* _Exercise objective_: Look through the data below and count each line where the word "loose" appears. Reply with the count alone.

* _Extracted information_:
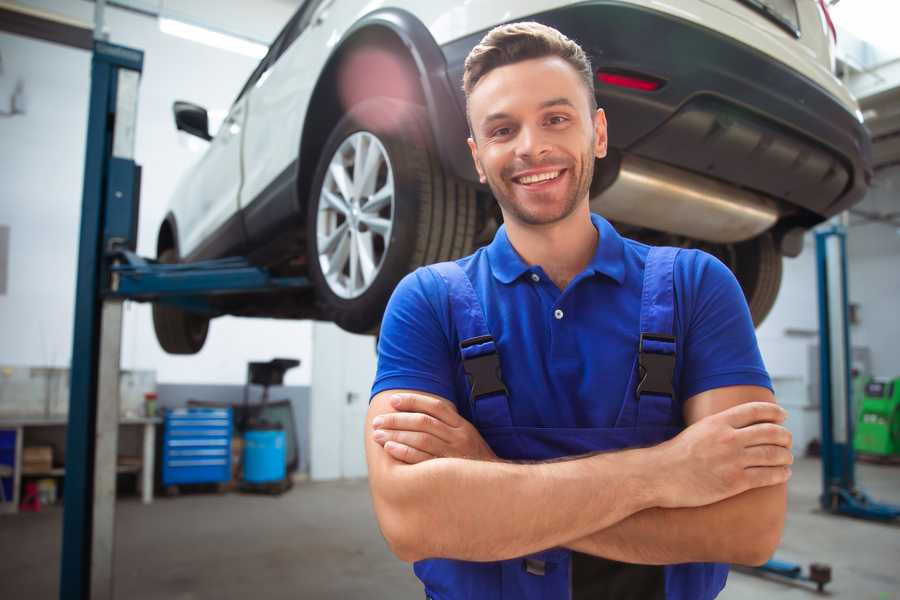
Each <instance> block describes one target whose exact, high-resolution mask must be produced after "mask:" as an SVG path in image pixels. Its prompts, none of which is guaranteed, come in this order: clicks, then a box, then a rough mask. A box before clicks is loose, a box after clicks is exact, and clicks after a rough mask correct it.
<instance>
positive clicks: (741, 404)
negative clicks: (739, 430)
mask: <svg viewBox="0 0 900 600" xmlns="http://www.w3.org/2000/svg"><path fill="white" fill-rule="evenodd" d="M716 416H717V417H718V418H721V419H725V422H726V423H728V424H729V425H731V426H732V427H735V428H741V427H747V426H748V425H753V424H755V423H781V422H783V421H784V420H785V418H786V417H787V413H786V412H785V410H784V409H783V408H781V407H780V406H778V405H777V404H775V403H774V402H744V403H743V404H738V405H737V406H732V407H731V408H729V409H727V410H723V411H722V412H720V413H719V414H718V415H716Z"/></svg>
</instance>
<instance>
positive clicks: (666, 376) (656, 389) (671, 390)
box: [635, 333, 675, 399]
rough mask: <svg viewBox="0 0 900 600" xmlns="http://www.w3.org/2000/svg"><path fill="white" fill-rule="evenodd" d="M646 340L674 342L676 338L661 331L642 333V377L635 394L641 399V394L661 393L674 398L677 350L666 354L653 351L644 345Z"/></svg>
mask: <svg viewBox="0 0 900 600" xmlns="http://www.w3.org/2000/svg"><path fill="white" fill-rule="evenodd" d="M644 342H663V343H668V344H674V343H675V338H674V337H672V336H671V335H663V334H659V333H641V339H640V343H639V345H638V369H639V375H640V378H641V379H640V382H639V383H638V385H637V388H635V396H636V397H637V398H638V399H640V397H641V394H659V395H661V396H669V397H670V398H674V397H675V390H674V389H673V388H672V379H673V378H674V376H675V352H674V351H673V352H672V353H671V354H665V353H662V352H658V351H651V350H649V349H647V348H645V347H644Z"/></svg>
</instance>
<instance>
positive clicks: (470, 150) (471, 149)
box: [466, 138, 487, 183]
mask: <svg viewBox="0 0 900 600" xmlns="http://www.w3.org/2000/svg"><path fill="white" fill-rule="evenodd" d="M466 141H467V142H468V143H469V152H471V153H472V160H473V161H474V162H475V170H476V171H478V181H480V182H481V183H487V177H485V175H484V167H482V166H481V161H480V160H478V146H477V145H475V140H474V139H472V138H468V139H467V140H466Z"/></svg>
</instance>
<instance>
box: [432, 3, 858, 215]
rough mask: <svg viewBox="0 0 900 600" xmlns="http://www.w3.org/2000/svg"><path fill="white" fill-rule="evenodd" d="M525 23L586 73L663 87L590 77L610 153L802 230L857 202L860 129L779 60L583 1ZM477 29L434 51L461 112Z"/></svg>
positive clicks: (479, 37) (687, 30) (610, 4)
mask: <svg viewBox="0 0 900 600" xmlns="http://www.w3.org/2000/svg"><path fill="white" fill-rule="evenodd" d="M531 19H533V20H536V21H539V22H541V23H544V24H547V25H550V26H553V27H555V28H557V29H559V30H560V31H562V32H563V33H565V34H566V35H567V36H569V37H570V38H572V39H574V40H576V41H577V42H579V44H581V46H582V47H583V48H584V49H585V51H586V52H587V53H588V54H589V55H590V57H591V60H592V63H593V66H594V69H595V70H603V71H613V72H620V73H622V72H624V73H629V74H638V75H645V76H649V77H652V78H655V79H657V80H659V81H661V82H662V83H663V85H662V87H660V88H659V89H657V90H655V91H650V92H647V91H640V90H635V89H629V88H623V87H616V86H612V85H608V84H602V83H600V82H598V81H596V80H595V91H596V94H597V98H598V101H599V104H600V106H601V107H603V108H604V109H605V111H606V114H607V119H608V121H609V138H610V146H611V147H613V148H614V149H617V150H618V151H620V152H622V153H629V154H634V155H636V156H639V157H642V158H645V159H649V160H653V161H657V162H662V163H666V164H668V165H671V166H674V167H677V168H681V169H684V170H687V171H691V172H694V173H698V174H703V175H705V176H708V177H710V178H713V179H719V180H722V181H725V182H727V183H729V184H732V185H735V186H737V187H741V188H746V189H750V190H754V191H756V192H761V193H762V194H765V195H766V196H769V197H772V198H775V199H777V200H780V201H781V202H780V204H781V207H782V212H783V213H785V212H786V213H790V212H791V209H792V208H793V207H796V208H799V209H801V210H799V211H795V212H797V213H798V214H797V215H796V218H794V219H791V220H793V221H796V222H797V224H801V225H807V226H808V225H812V224H814V223H815V222H818V221H821V220H822V219H824V218H827V217H829V216H831V215H834V214H836V213H838V212H841V211H842V210H845V209H846V208H848V207H849V206H851V205H853V204H854V203H856V202H858V201H859V200H861V199H862V197H863V195H864V194H865V191H866V189H867V188H868V183H869V181H870V179H871V174H872V171H871V148H870V139H869V135H868V133H867V131H866V130H865V128H864V127H863V125H862V124H861V123H860V121H859V120H858V119H857V118H856V116H855V115H854V114H852V113H851V112H850V111H848V110H847V108H846V107H844V106H843V105H842V104H841V103H840V102H839V101H838V100H837V99H836V98H835V97H834V96H833V95H831V94H829V93H828V92H827V91H826V90H824V89H823V88H822V87H820V86H819V85H817V84H815V83H814V82H812V81H811V80H809V79H807V78H806V77H804V76H802V75H801V74H799V73H797V72H795V71H793V70H791V69H790V68H789V67H787V66H785V65H784V64H782V63H779V62H776V61H773V60H772V59H771V58H769V57H766V56H765V55H763V54H762V53H760V52H758V51H756V50H754V49H753V48H751V47H749V46H746V45H744V44H742V43H739V42H737V41H735V40H733V39H730V38H728V37H726V36H723V35H721V34H719V33H717V32H715V31H712V30H710V29H707V28H705V27H702V26H699V25H697V24H695V23H692V22H689V21H685V20H682V19H679V18H676V17H674V16H672V15H667V14H663V13H660V12H657V11H653V10H648V9H645V8H641V7H637V6H634V5H629V4H624V3H618V2H610V1H598V2H590V3H584V4H579V5H576V6H570V7H566V8H561V9H557V10H553V11H548V12H545V13H540V14H536V15H533V16H532V17H531ZM484 33H486V32H479V33H477V34H473V35H470V36H467V37H466V38H462V39H459V40H456V41H454V42H451V43H448V44H446V45H444V46H442V52H443V54H444V57H445V60H446V62H447V69H448V76H449V78H450V83H451V86H452V87H453V88H454V89H456V90H459V91H458V93H457V101H458V102H459V104H460V107H461V108H462V110H464V107H465V98H464V96H463V94H462V91H461V82H462V72H463V63H464V61H465V57H466V55H467V54H468V52H469V51H470V50H471V49H472V47H474V46H475V44H477V43H478V42H479V41H480V39H481V38H482V37H483V35H484ZM463 126H464V125H463ZM445 150H447V149H445ZM455 151H456V152H465V151H466V148H461V149H458V150H455ZM466 153H467V152H466ZM460 160H461V159H460ZM453 162H454V163H456V164H459V162H458V161H453ZM785 216H787V215H785Z"/></svg>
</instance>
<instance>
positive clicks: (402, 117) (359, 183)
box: [306, 98, 476, 333]
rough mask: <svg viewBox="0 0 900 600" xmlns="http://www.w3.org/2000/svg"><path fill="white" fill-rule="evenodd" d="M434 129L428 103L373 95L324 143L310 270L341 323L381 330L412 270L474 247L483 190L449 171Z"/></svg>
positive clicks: (326, 316) (365, 101) (315, 200)
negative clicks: (450, 176) (445, 171)
mask: <svg viewBox="0 0 900 600" xmlns="http://www.w3.org/2000/svg"><path fill="white" fill-rule="evenodd" d="M430 132H431V130H430V127H429V125H428V119H427V114H426V112H425V110H424V109H423V108H422V107H420V106H418V105H414V104H410V103H407V102H402V101H398V100H394V99H391V98H373V99H370V100H366V101H364V102H361V103H359V104H357V105H356V106H354V107H352V108H351V109H350V110H349V111H348V113H347V114H346V115H345V116H344V117H343V118H342V119H341V120H340V121H339V122H338V123H337V125H336V126H335V127H334V129H333V130H332V132H331V135H330V136H329V137H328V140H327V141H326V143H325V145H324V147H323V150H322V154H321V158H320V160H319V164H318V166H317V168H316V175H315V177H314V179H313V183H312V187H311V193H310V196H309V202H308V206H307V230H306V233H307V252H308V256H309V275H310V279H311V280H312V282H313V284H314V286H315V289H316V298H317V302H318V304H319V308H320V311H321V314H322V315H323V317H324V318H325V319H327V320H330V321H333V322H335V323H336V324H337V325H338V326H340V327H341V328H342V329H345V330H347V331H350V332H354V333H372V332H374V331H376V330H377V328H378V327H379V325H380V322H381V317H382V315H383V313H384V308H385V305H386V304H387V301H388V299H389V298H390V295H391V292H392V291H393V290H394V287H395V286H396V285H397V283H398V282H399V281H400V279H402V278H403V276H404V275H406V274H407V273H409V272H410V271H412V270H414V269H415V268H417V267H419V266H421V265H425V264H430V263H434V262H439V261H444V260H450V259H454V258H458V257H460V256H465V255H466V254H469V253H470V252H471V251H472V244H473V241H474V237H475V225H476V222H475V221H476V200H475V190H474V188H473V187H472V186H471V185H469V184H467V183H465V182H461V181H458V180H455V179H453V178H451V177H448V176H447V175H446V174H445V173H444V172H443V169H442V168H441V165H440V162H439V161H438V157H437V154H436V152H435V150H434V144H433V142H432V138H431V133H430ZM373 153H375V154H373ZM376 154H377V155H378V156H377V157H376V156H375V155H376ZM358 157H363V158H359V159H358V162H360V163H365V164H363V165H362V169H361V170H358V165H357V158H358ZM373 157H374V158H373ZM367 161H368V162H367ZM375 161H377V162H375ZM369 165H374V166H369ZM342 172H343V175H342V174H341V173H342ZM342 185H343V187H342ZM386 190H391V191H392V193H390V194H388V192H387V191H386ZM389 195H390V201H389V203H386V202H387V200H385V198H387V196H389ZM354 261H356V263H357V264H356V266H354Z"/></svg>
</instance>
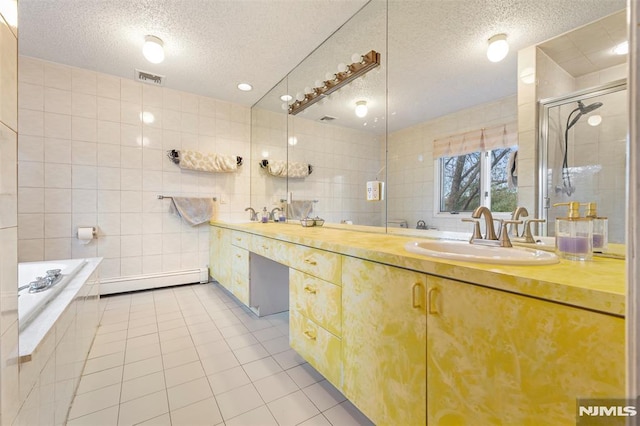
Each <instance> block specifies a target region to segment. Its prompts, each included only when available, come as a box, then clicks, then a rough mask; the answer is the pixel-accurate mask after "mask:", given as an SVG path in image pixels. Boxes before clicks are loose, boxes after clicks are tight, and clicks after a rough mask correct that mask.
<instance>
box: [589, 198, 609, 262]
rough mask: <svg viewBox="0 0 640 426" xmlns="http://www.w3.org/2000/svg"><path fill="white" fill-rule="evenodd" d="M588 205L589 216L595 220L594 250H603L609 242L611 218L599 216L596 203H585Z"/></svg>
mask: <svg viewBox="0 0 640 426" xmlns="http://www.w3.org/2000/svg"><path fill="white" fill-rule="evenodd" d="M583 205H585V206H587V214H586V215H585V216H586V217H587V218H591V220H592V221H593V251H595V252H600V253H601V252H602V251H603V250H606V248H607V243H608V242H609V219H607V218H606V217H602V216H598V206H597V204H596V203H584V204H583Z"/></svg>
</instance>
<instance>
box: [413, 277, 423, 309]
mask: <svg viewBox="0 0 640 426" xmlns="http://www.w3.org/2000/svg"><path fill="white" fill-rule="evenodd" d="M419 288H422V284H420V283H415V284H414V285H413V287H411V306H412V307H413V308H415V309H417V308H421V307H422V303H420V295H419V294H418V293H419V291H418V289H419Z"/></svg>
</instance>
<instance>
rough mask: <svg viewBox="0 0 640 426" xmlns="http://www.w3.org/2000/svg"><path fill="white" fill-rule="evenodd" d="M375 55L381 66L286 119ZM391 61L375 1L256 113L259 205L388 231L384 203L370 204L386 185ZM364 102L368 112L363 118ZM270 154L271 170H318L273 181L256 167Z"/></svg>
mask: <svg viewBox="0 0 640 426" xmlns="http://www.w3.org/2000/svg"><path fill="white" fill-rule="evenodd" d="M372 50H374V51H376V52H378V53H379V54H380V58H381V59H380V62H381V65H380V66H378V67H376V68H374V69H373V70H371V71H370V72H368V73H367V74H366V75H364V76H362V77H360V78H357V79H355V80H353V81H351V82H350V83H349V84H347V85H345V86H343V87H341V88H340V89H339V90H337V91H335V92H333V93H331V94H330V95H329V96H326V97H325V98H324V99H322V100H321V101H319V102H316V103H315V104H313V105H311V106H310V107H308V108H306V109H305V110H304V111H302V112H301V113H299V114H297V115H287V114H286V111H287V109H288V107H289V105H291V104H292V103H294V102H295V101H296V100H300V99H304V96H305V93H309V92H311V91H313V88H314V87H317V86H318V85H321V84H322V82H323V81H325V80H329V79H330V78H331V77H332V76H333V75H334V74H335V73H337V72H339V71H340V70H341V69H344V64H350V63H351V62H352V61H353V59H354V58H355V56H360V55H362V54H365V53H367V52H370V51H372ZM386 54H387V52H386V2H383V1H373V2H370V3H368V4H367V5H366V6H365V7H363V8H362V9H361V10H360V12H359V13H358V14H357V15H355V16H354V17H353V18H352V19H351V20H349V21H348V22H347V23H345V24H344V25H343V26H342V27H341V28H340V29H339V30H338V31H336V32H335V33H334V34H333V35H332V36H331V37H330V38H329V39H328V40H327V41H326V42H325V43H323V44H322V45H321V46H320V47H318V49H316V50H315V51H314V52H312V53H311V54H310V55H309V56H308V57H307V58H306V59H305V60H304V61H303V62H302V63H301V64H300V65H299V66H298V67H296V68H295V69H294V70H293V71H292V72H291V73H290V74H289V75H288V76H287V77H286V78H285V79H284V80H283V82H281V83H280V84H279V85H278V86H277V87H276V88H274V89H273V90H271V91H270V92H269V93H268V94H267V95H266V96H265V97H264V98H263V99H261V100H260V102H258V103H257V104H256V105H254V107H253V108H252V117H253V118H252V120H253V122H252V129H253V131H252V146H253V148H252V187H251V194H252V201H251V203H252V205H256V206H257V207H259V208H260V209H262V207H263V205H266V206H267V208H268V209H271V208H274V207H279V206H280V203H281V201H280V200H286V199H287V198H289V199H290V200H291V204H290V205H289V206H288V207H289V209H288V216H289V217H288V218H289V219H300V218H301V217H304V216H306V215H307V214H308V215H309V216H311V217H315V216H318V217H321V218H322V219H324V220H325V221H326V222H328V223H340V222H347V223H349V222H351V223H354V224H360V225H374V226H382V225H384V222H385V221H384V217H383V215H384V201H383V200H380V201H367V200H366V182H368V181H376V180H384V158H385V157H384V154H385V145H386V144H385V142H386V140H385V130H386V125H385V119H386V115H387V114H386V102H385V93H386V68H387V57H386V56H387V55H386ZM356 59H357V58H356ZM287 95H288V96H289V97H288V98H283V96H287ZM283 99H284V100H283ZM286 99H289V100H288V101H287V100H286ZM362 101H364V102H366V106H367V112H366V114H363V113H362V112H361V111H360V110H359V111H358V112H359V113H360V116H358V115H357V114H356V106H358V103H359V102H362ZM267 152H268V154H269V161H270V162H271V161H286V162H288V163H289V164H290V165H291V164H293V165H311V166H312V173H311V174H308V175H307V176H289V177H288V178H286V179H284V178H282V177H276V176H272V175H271V174H269V171H268V170H266V169H265V168H261V167H256V166H255V164H257V163H258V162H260V161H262V160H264V159H266V157H265V154H266V153H267Z"/></svg>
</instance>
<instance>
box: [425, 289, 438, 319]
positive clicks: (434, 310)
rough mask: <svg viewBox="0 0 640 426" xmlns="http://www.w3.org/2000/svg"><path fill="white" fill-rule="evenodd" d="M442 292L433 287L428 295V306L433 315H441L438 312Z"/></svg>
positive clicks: (427, 294)
mask: <svg viewBox="0 0 640 426" xmlns="http://www.w3.org/2000/svg"><path fill="white" fill-rule="evenodd" d="M439 292H440V291H439V290H438V288H437V287H433V288H430V289H429V292H428V293H427V305H428V306H429V308H428V310H427V311H428V312H429V314H431V315H440V311H438V300H437V296H438V293H439Z"/></svg>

* _Your solution_: 2